==== DATASET
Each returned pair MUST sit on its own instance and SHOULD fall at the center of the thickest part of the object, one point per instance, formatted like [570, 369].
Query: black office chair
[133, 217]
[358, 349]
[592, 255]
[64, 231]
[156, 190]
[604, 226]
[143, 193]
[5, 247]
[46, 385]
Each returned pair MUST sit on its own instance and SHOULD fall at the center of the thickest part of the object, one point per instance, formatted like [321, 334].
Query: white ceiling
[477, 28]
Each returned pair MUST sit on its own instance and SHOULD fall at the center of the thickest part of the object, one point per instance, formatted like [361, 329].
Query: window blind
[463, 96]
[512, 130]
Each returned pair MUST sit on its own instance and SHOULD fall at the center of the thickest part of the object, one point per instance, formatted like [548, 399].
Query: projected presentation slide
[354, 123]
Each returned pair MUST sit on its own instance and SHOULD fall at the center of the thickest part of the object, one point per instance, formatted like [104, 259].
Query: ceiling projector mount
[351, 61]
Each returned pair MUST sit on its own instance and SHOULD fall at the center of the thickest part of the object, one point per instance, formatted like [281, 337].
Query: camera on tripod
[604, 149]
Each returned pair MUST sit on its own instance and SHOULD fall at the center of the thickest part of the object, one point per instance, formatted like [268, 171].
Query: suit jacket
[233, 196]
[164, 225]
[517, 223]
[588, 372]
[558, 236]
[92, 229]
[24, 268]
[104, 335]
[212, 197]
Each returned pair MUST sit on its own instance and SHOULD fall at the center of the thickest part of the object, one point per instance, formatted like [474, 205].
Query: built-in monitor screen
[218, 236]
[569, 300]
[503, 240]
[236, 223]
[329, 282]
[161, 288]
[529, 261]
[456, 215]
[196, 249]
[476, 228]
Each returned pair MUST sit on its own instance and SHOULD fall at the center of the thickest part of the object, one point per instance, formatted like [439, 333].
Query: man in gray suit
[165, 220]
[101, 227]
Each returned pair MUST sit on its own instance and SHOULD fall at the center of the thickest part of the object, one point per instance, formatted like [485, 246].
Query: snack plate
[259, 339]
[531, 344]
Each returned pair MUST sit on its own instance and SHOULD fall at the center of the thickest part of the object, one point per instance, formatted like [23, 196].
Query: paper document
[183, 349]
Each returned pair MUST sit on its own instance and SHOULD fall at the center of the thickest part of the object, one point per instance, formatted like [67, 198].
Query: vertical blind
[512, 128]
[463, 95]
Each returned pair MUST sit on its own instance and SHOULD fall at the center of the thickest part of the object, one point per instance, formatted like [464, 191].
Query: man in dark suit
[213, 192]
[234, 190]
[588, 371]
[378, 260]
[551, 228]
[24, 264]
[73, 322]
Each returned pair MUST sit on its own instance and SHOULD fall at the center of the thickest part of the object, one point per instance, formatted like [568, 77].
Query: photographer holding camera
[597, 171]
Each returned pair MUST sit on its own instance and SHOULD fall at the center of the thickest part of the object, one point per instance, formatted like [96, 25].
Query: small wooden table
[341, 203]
========
==== DATASET
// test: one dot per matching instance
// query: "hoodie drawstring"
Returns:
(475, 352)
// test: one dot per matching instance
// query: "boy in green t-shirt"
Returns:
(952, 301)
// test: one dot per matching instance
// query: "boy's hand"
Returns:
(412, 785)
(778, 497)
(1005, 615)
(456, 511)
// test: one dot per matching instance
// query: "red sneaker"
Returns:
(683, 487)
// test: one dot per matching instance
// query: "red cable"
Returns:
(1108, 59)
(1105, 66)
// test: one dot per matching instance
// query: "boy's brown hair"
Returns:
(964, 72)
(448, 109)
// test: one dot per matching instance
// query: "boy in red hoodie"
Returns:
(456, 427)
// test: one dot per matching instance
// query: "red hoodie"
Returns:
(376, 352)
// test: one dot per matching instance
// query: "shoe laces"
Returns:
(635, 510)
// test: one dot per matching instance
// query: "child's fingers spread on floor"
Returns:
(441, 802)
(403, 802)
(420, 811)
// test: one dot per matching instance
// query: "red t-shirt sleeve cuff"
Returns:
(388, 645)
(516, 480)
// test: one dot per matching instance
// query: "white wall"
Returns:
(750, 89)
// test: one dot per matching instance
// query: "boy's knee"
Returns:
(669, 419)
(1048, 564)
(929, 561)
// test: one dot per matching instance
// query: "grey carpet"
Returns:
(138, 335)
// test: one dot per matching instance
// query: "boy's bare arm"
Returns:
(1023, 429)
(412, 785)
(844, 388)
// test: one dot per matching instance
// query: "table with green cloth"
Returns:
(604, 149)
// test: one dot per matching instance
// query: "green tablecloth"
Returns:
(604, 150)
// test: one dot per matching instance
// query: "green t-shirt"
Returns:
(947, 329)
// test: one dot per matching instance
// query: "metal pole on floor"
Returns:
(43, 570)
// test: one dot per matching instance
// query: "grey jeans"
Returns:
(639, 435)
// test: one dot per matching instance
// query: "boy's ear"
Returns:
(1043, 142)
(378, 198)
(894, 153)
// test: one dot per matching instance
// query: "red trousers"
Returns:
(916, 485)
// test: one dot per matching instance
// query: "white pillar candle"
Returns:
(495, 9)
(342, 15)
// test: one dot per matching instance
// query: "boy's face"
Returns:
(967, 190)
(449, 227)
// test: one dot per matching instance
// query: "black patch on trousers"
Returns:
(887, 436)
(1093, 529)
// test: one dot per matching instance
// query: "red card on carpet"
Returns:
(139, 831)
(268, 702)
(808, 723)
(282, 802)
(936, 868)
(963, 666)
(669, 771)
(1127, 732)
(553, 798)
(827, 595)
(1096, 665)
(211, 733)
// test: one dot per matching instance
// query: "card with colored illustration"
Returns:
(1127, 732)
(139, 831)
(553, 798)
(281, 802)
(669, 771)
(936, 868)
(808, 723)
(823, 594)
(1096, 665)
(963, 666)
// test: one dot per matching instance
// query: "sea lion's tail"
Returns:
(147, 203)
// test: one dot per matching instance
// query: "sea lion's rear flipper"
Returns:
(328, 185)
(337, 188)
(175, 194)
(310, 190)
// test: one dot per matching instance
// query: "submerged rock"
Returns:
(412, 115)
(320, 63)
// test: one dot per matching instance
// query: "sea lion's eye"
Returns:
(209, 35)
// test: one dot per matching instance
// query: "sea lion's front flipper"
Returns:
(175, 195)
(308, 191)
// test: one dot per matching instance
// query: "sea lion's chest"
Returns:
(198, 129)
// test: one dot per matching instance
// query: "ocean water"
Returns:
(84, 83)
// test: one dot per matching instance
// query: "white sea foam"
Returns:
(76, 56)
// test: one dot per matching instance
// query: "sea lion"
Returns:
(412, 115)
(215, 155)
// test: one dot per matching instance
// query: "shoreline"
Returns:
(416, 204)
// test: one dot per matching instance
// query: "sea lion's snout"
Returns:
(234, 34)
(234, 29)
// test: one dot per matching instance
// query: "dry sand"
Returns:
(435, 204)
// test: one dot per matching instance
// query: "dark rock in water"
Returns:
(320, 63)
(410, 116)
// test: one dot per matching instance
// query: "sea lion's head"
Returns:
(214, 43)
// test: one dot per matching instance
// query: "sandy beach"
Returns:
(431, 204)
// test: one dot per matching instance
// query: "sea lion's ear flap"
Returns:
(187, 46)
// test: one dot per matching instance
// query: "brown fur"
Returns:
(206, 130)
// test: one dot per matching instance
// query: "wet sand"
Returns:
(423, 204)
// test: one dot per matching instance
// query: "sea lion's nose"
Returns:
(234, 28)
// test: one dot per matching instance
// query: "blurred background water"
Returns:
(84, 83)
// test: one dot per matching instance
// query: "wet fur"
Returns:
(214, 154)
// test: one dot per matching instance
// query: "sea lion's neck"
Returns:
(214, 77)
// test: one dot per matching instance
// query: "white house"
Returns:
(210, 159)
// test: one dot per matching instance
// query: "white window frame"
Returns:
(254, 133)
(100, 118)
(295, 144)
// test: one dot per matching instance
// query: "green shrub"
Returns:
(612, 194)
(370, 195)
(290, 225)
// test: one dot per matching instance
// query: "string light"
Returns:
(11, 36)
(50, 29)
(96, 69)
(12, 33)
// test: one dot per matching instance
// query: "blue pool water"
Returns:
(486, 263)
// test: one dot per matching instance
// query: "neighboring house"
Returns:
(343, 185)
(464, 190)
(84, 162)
========
If a line of the data contains the word "water", it counts toward the total; state that total alone.

## REPLY TO THE EXERCISE
4